AUFGABEN:
#1 Welchen Marktanteil hatte die öffentliche Hand laut dem Text zum Wohn-Investmentmarkt?
#2 Nenne bitte alle Faktoren, die laut dem Satz, der mit „Die gesunden Fundamentaldaten“ beginnt, im Text zum Wohn-Investmentmarkt für einen weiter an Fahrt aufnehmenden Markt in der zweiten Jahreshälfte 2024 sprechen.

VORLIEGENDER TEXT:
• • •

Deutscher Wohn-Investmentmarkt mit spürbarer Marktbelebung im zweiten Quartal

Wohn-Investmentmarkt Deutschland

Nach einem schwachen Jahresstart konnte eine deutliche Belebung des Investmentgeschehens im zweiten Quartal 2024 auf dem deutschen Wohn-Investmentmarkt registriert werden. Das Investmentvolumen auf den deutschen Wohn-Investmentmärkten konnte gegenüber dem Vorjahr signifikant zulegen. Bundesweit wurden in den vergangenen sechs Monaten 3,3 Mrd. € in größere Wohnungsbestände (ab 30 Wohneinheiten) investiert. Damit wurde das Halbjahresergebnis des Vorjahres um 25 % übertroffen. Jedoch wurde der langjährige Durchschnitt um 59 % unterschritten. Der deutliche Anstieg der Marktdynamik sollte sich in der zweiten Jahreshälfte fortsetzen, vor dem Hintergrund der begonnenen Zinssenkungen der EZB, größtenteils bereits abgewerteten Immobilienbeständen und einer aktuell sehr hohen Mietpreisdynamik. Dies ergibt eine Analyse von BNP Paribas Real Estate.

 

„In den ersten sechs Monaten 2024 belief sich das Investitionsvolumen auf 3,3 Mrd. €, davon 2,5 Mrd. € aus dem zweiten Quartal. Gegenüber dem ersten Quartal 2024 konnte bereits eine spürbar größere Marktdynamik registriert werden, wozu nicht zuletzt die umfangreiche Ankaufstätigkeit seitens der öffentlichen Hand mit einem Marktanteil von 36 % beigetragen hat. Dies spiegelt sich auch in einer im Vergleich zum Vorjahr deutlich höheren Anzahl von rund 125 registrierten Transaktionen wider. Damit zeigt sich, dass angebahnte und fortgeschrittene Verkaufsgespräche zunehmend zum Abschluss kommen. Dieser Trend sollte sich in der zweiten Jahreshälfte weiter fortsetzen“, erläutert Christoph Meszelinsky, Geschäftsführer und Head of Residential Investment der BNP Paribas Real Estate GmbH. „Im ersten Halbjahr konnten wir erstmals wieder ein verstärktes Investoreninteresse im großvolumigen Segment und in Bestandsportfolios beobachten. Dabei konnten erste Transaktionen mit Leuchtturmcharakter verbucht werden, die es für einen weiter an Marktdynamik gewinnenden deutschen Wohn-Investmentmarkt bedarf. Die gesunden Fundamentaldaten auf der Nachfrageseite, insbesondere im Mietwohnungsmarkt, die im Vergleich zu anderen sicheren Assets vergünstigten Bewertungen im Wohnbereich, und die stärkste Mietpreisdynamik seit Jahren sowie der erste Schritt der EZB zu einer wieder expansiveren Geldpolitik sprechen für einen weiter an Fahrt aufnehmenden Wohn-Investmentmarkt in der zweiten Jahreshälfte 2024“, erklärt Meszelinsky weiter.

• • •

BEREITGESTELLTE DATEN:
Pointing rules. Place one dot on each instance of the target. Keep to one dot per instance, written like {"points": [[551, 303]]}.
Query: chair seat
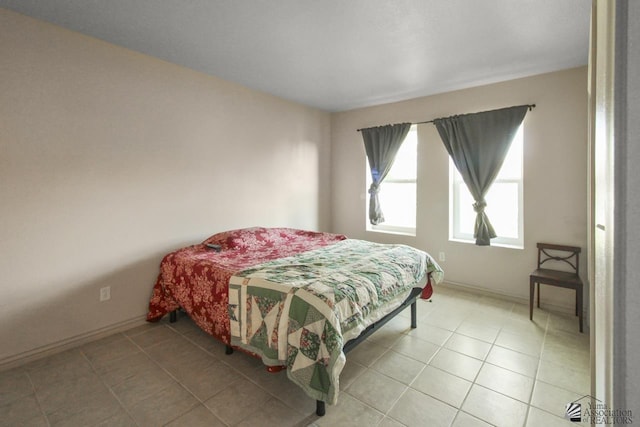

• • •

ERWARTETE LÖSUNGEN:
#1 Die öffentliche Hand hatte einen Marktanteil von 36 %.

#2
- die gesunden Fundamentaldaten auf der Nachfrageseite, insbesondere im Mietwohnungsmarkt
- die im Vergleich zu anderen sicheren Assets vergünstigten Bewertungen im Wohnbereich
- die stärkste Mietpreisdynamik seit Jahren
- der erste Schritt der EZB zu einer wieder expansiveren Geldpolitik